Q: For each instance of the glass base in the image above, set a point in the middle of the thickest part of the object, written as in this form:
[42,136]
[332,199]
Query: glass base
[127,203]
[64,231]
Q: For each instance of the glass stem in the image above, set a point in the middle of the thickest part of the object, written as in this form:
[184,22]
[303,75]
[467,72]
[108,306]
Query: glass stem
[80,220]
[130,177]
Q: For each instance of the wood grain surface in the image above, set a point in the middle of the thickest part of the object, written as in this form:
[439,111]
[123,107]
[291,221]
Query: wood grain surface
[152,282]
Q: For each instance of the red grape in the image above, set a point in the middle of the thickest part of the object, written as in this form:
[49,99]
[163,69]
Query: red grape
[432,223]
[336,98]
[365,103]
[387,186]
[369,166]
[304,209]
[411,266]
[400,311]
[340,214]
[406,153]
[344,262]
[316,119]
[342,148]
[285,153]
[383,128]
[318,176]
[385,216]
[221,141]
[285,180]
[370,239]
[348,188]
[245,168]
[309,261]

____

Rewrite all the records above, changing every "thickest part" to "widest part" and leaving everything else as it is.

Q: For each instance of the glass base in the image above, set a point in the middle of the widest part of the object, written as in this form:
[42,136]
[332,199]
Query: glass base
[127,203]
[64,231]
Q: For each instance of the glass stem in the image above, set a point in the middle of the widest part of the object, written as in this form:
[184,22]
[303,75]
[467,72]
[108,306]
Query: glass stem
[80,220]
[130,177]
Q: For each instance of the wood grain surface in the image above, set a point in the middle of the widest part of the object, written as in this form:
[439,111]
[123,107]
[291,221]
Query: wood grain surface
[152,282]
Q: For each instance of the red grape in the image above, set a point in the middle of the widest part of the object, written as in this form:
[49,99]
[163,69]
Query: red grape
[432,223]
[336,98]
[365,103]
[387,186]
[369,166]
[304,209]
[411,266]
[400,311]
[340,214]
[406,153]
[344,262]
[316,119]
[342,148]
[285,153]
[383,128]
[318,176]
[385,216]
[221,141]
[285,180]
[370,239]
[348,188]
[245,168]
[309,261]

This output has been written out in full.